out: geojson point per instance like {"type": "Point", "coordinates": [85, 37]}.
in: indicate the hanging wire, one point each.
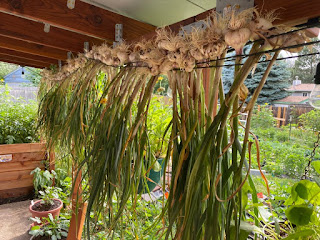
{"type": "Point", "coordinates": [267, 51]}
{"type": "Point", "coordinates": [278, 59]}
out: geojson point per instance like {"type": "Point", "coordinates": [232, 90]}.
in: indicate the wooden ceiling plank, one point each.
{"type": "Point", "coordinates": [19, 62]}
{"type": "Point", "coordinates": [31, 31]}
{"type": "Point", "coordinates": [84, 18]}
{"type": "Point", "coordinates": [27, 56]}
{"type": "Point", "coordinates": [290, 12]}
{"type": "Point", "coordinates": [32, 48]}
{"type": "Point", "coordinates": [22, 60]}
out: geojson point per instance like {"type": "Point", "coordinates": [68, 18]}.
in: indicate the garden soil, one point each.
{"type": "Point", "coordinates": [15, 223]}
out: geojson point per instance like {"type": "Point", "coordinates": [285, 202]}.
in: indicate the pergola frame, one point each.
{"type": "Point", "coordinates": [22, 27]}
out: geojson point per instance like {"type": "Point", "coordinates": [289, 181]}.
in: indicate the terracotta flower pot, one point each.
{"type": "Point", "coordinates": [55, 212]}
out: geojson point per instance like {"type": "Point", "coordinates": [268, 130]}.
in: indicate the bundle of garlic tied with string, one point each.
{"type": "Point", "coordinates": [168, 51]}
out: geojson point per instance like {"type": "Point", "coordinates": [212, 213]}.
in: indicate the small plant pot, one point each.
{"type": "Point", "coordinates": [40, 214]}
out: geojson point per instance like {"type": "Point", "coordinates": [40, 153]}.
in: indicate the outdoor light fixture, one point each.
{"type": "Point", "coordinates": [315, 94]}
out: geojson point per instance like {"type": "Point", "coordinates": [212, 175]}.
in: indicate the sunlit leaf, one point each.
{"type": "Point", "coordinates": [299, 214]}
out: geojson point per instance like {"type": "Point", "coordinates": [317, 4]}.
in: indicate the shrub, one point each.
{"type": "Point", "coordinates": [310, 120]}
{"type": "Point", "coordinates": [263, 118]}
{"type": "Point", "coordinates": [17, 119]}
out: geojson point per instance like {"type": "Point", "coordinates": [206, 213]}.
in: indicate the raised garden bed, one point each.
{"type": "Point", "coordinates": [16, 163]}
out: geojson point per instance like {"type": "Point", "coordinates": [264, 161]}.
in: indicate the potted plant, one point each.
{"type": "Point", "coordinates": [53, 229]}
{"type": "Point", "coordinates": [49, 204]}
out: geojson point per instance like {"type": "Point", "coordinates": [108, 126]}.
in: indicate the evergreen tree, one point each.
{"type": "Point", "coordinates": [305, 67]}
{"type": "Point", "coordinates": [274, 88]}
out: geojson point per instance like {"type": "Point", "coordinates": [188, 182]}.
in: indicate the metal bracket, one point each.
{"type": "Point", "coordinates": [241, 5]}
{"type": "Point", "coordinates": [71, 4]}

################

YOUR OBJECTIVE: Copy out all the data without changing anything, and drop the pictures.

EXERCISE SOLUTION:
out: geojson point per instance like {"type": "Point", "coordinates": [85, 37]}.
in: indicate the hanging wire, one point each.
{"type": "Point", "coordinates": [267, 51]}
{"type": "Point", "coordinates": [278, 59]}
out: geojson point per instance like {"type": "Point", "coordinates": [232, 90]}.
in: indicate the wooden ceiling plank, one point each.
{"type": "Point", "coordinates": [19, 62]}
{"type": "Point", "coordinates": [31, 31]}
{"type": "Point", "coordinates": [84, 18]}
{"type": "Point", "coordinates": [27, 56]}
{"type": "Point", "coordinates": [290, 12]}
{"type": "Point", "coordinates": [32, 48]}
{"type": "Point", "coordinates": [22, 60]}
out: geojson point per instance like {"type": "Point", "coordinates": [68, 18]}.
in: indicate the garden soil, one point each.
{"type": "Point", "coordinates": [15, 223]}
out: geojson point per instance like {"type": "Point", "coordinates": [285, 202]}.
in: indicate the pergola frame, one point each.
{"type": "Point", "coordinates": [22, 27]}
out: geojson point per instance like {"type": "Point", "coordinates": [289, 181]}.
in: indicate the terracotta flower pot, one point each.
{"type": "Point", "coordinates": [55, 212]}
out: geojson point per instance like {"type": "Point", "coordinates": [268, 130]}.
in: indicate the bundle of garlic tied with string, one point each.
{"type": "Point", "coordinates": [168, 51]}
out: geojson point per instance like {"type": "Point", "coordinates": [212, 213]}.
in: indicate the small plant pot, one point each.
{"type": "Point", "coordinates": [40, 214]}
out: geojson point per instance like {"type": "Point", "coordinates": [40, 153]}.
in: indicate the outdoor light fixture, one point each.
{"type": "Point", "coordinates": [315, 94]}
out: geojson point per instance like {"type": "Point", "coordinates": [212, 175]}.
in: indicate the sunlit leaf, one point each.
{"type": "Point", "coordinates": [299, 214]}
out: geojson point per instance like {"type": "Point", "coordinates": [317, 4]}.
in: indicate the shrub, one point each.
{"type": "Point", "coordinates": [310, 120]}
{"type": "Point", "coordinates": [263, 118]}
{"type": "Point", "coordinates": [17, 119]}
out: geojson point per instance like {"type": "Point", "coordinates": [206, 213]}.
in: indicate the raised garden bed, one point each.
{"type": "Point", "coordinates": [16, 163]}
out: geojson point per instance like {"type": "Point", "coordinates": [264, 161]}.
in: indicate the potted plant, one point each.
{"type": "Point", "coordinates": [53, 229]}
{"type": "Point", "coordinates": [49, 204]}
out: geojson point per instance like {"type": "Point", "coordinates": [108, 126]}.
in: indicate the evergreen tree, one point each.
{"type": "Point", "coordinates": [305, 67]}
{"type": "Point", "coordinates": [274, 88]}
out: geojson point per instance like {"type": "Point", "coordinates": [188, 182]}.
in: indicate the metal bracket, one point each.
{"type": "Point", "coordinates": [241, 5]}
{"type": "Point", "coordinates": [71, 4]}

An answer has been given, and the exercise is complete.